**Exercise objective:** From the first record below to the last, retype each one exactly.
===== Supplied records
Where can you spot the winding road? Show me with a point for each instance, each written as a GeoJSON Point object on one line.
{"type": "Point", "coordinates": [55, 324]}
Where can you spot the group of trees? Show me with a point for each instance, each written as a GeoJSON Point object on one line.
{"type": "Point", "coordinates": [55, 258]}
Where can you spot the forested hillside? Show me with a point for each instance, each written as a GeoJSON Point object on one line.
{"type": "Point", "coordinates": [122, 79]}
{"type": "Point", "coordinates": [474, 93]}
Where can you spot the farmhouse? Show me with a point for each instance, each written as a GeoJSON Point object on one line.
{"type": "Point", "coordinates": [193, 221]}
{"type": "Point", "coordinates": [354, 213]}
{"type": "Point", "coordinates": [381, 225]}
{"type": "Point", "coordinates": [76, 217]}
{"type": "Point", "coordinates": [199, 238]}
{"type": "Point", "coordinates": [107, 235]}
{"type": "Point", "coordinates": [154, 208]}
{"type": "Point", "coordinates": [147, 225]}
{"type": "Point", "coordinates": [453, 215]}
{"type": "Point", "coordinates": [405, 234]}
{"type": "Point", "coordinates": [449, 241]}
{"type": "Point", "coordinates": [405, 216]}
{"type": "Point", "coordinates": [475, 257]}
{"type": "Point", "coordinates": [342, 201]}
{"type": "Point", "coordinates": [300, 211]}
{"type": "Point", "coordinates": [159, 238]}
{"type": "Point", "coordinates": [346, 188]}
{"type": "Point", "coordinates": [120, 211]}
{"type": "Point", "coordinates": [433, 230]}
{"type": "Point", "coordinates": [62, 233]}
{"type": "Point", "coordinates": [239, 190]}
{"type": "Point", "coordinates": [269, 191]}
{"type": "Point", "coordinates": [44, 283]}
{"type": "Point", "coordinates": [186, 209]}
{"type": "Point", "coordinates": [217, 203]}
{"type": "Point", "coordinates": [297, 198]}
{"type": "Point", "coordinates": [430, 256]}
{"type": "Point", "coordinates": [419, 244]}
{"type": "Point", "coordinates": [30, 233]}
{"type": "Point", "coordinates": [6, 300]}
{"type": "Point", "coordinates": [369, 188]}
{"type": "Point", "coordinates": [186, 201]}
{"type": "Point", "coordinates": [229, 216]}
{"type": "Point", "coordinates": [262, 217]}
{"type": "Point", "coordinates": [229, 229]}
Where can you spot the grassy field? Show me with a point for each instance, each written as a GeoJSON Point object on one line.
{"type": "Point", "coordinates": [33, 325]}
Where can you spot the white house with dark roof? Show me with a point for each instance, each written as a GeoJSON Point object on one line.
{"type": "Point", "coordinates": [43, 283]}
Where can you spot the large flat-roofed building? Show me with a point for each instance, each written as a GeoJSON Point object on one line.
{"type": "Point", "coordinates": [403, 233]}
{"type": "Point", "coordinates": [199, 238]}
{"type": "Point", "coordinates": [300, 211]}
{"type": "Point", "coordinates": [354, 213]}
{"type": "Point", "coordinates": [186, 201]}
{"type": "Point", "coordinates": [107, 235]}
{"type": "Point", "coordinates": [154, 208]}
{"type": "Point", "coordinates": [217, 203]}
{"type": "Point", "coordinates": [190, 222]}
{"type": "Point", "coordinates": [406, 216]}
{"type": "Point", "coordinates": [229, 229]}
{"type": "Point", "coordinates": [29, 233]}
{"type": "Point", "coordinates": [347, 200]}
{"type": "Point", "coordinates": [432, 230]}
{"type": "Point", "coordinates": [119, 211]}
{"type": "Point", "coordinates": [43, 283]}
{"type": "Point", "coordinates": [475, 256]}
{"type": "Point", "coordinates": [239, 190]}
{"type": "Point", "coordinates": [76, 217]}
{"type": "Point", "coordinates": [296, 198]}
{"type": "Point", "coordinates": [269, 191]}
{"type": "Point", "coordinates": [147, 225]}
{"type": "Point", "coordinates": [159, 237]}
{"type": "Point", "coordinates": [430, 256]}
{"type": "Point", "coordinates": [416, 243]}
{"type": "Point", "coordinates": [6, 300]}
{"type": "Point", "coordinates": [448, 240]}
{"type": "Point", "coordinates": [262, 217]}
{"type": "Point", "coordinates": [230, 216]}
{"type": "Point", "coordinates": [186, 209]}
==========
**Response area:**
Where can you spot the winding road? Show me with a point for each instance, each written as a GeoJSON Point object on one line.
{"type": "Point", "coordinates": [55, 324]}
Where can you spot the group of trees? Show me with a point for each instance, each written as a GeoJSON Point object on one line.
{"type": "Point", "coordinates": [55, 258]}
Where can you spot the forested hillside? Show me with a point for each instance, each written as a GeoJSON Point object on one line.
{"type": "Point", "coordinates": [122, 79]}
{"type": "Point", "coordinates": [474, 93]}
Where can you spot the farmhouse? Show me with a point for each instance, each written as a GeoJSON Point object on one line.
{"type": "Point", "coordinates": [193, 221]}
{"type": "Point", "coordinates": [354, 213]}
{"type": "Point", "coordinates": [381, 225]}
{"type": "Point", "coordinates": [76, 217]}
{"type": "Point", "coordinates": [199, 238]}
{"type": "Point", "coordinates": [107, 235]}
{"type": "Point", "coordinates": [154, 208]}
{"type": "Point", "coordinates": [147, 225]}
{"type": "Point", "coordinates": [453, 215]}
{"type": "Point", "coordinates": [405, 234]}
{"type": "Point", "coordinates": [449, 241]}
{"type": "Point", "coordinates": [405, 216]}
{"type": "Point", "coordinates": [475, 257]}
{"type": "Point", "coordinates": [342, 201]}
{"type": "Point", "coordinates": [300, 211]}
{"type": "Point", "coordinates": [159, 238]}
{"type": "Point", "coordinates": [346, 188]}
{"type": "Point", "coordinates": [120, 211]}
{"type": "Point", "coordinates": [433, 230]}
{"type": "Point", "coordinates": [62, 233]}
{"type": "Point", "coordinates": [239, 190]}
{"type": "Point", "coordinates": [269, 191]}
{"type": "Point", "coordinates": [44, 283]}
{"type": "Point", "coordinates": [186, 209]}
{"type": "Point", "coordinates": [217, 203]}
{"type": "Point", "coordinates": [297, 198]}
{"type": "Point", "coordinates": [430, 256]}
{"type": "Point", "coordinates": [419, 244]}
{"type": "Point", "coordinates": [30, 233]}
{"type": "Point", "coordinates": [6, 300]}
{"type": "Point", "coordinates": [369, 188]}
{"type": "Point", "coordinates": [186, 201]}
{"type": "Point", "coordinates": [229, 216]}
{"type": "Point", "coordinates": [262, 217]}
{"type": "Point", "coordinates": [229, 229]}
Where can you spot the grassy field? Show me with a point for each instance, each written as a GeoJSON Point object on one line.
{"type": "Point", "coordinates": [33, 325]}
Where can you spot the white house with dark roof? Show me with a point for each instance, each written as a GeoJSON Point object on one line.
{"type": "Point", "coordinates": [43, 283]}
Where can you spot the large flat-roofed building? Show me with a point for each instance, each written as a GeoJSON Point object on one line.
{"type": "Point", "coordinates": [403, 233]}
{"type": "Point", "coordinates": [199, 238]}
{"type": "Point", "coordinates": [300, 211]}
{"type": "Point", "coordinates": [354, 213]}
{"type": "Point", "coordinates": [186, 201]}
{"type": "Point", "coordinates": [107, 235]}
{"type": "Point", "coordinates": [154, 208]}
{"type": "Point", "coordinates": [217, 203]}
{"type": "Point", "coordinates": [190, 222]}
{"type": "Point", "coordinates": [406, 216]}
{"type": "Point", "coordinates": [229, 229]}
{"type": "Point", "coordinates": [29, 233]}
{"type": "Point", "coordinates": [347, 200]}
{"type": "Point", "coordinates": [432, 230]}
{"type": "Point", "coordinates": [119, 211]}
{"type": "Point", "coordinates": [43, 283]}
{"type": "Point", "coordinates": [475, 256]}
{"type": "Point", "coordinates": [239, 190]}
{"type": "Point", "coordinates": [76, 217]}
{"type": "Point", "coordinates": [296, 198]}
{"type": "Point", "coordinates": [269, 191]}
{"type": "Point", "coordinates": [147, 225]}
{"type": "Point", "coordinates": [159, 237]}
{"type": "Point", "coordinates": [430, 256]}
{"type": "Point", "coordinates": [416, 243]}
{"type": "Point", "coordinates": [6, 300]}
{"type": "Point", "coordinates": [448, 240]}
{"type": "Point", "coordinates": [262, 217]}
{"type": "Point", "coordinates": [230, 216]}
{"type": "Point", "coordinates": [186, 209]}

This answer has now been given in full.